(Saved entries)
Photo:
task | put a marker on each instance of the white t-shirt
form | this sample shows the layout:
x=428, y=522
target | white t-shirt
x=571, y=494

--

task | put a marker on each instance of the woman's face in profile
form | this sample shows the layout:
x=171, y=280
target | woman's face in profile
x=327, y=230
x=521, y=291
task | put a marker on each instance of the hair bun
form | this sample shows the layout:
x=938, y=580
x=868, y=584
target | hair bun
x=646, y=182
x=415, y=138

* GIVEN TASK *
Could you extract, word for word, the lines between the one holding "task | put a marker on each instance of the hair" and the one holding "x=415, y=138", inclusive?

* FULL RESPONSE *
task | put a marker on each instance of the hair bun
form | this sample shows the layout:
x=938, y=580
x=868, y=584
target | hair bun
x=646, y=182
x=415, y=138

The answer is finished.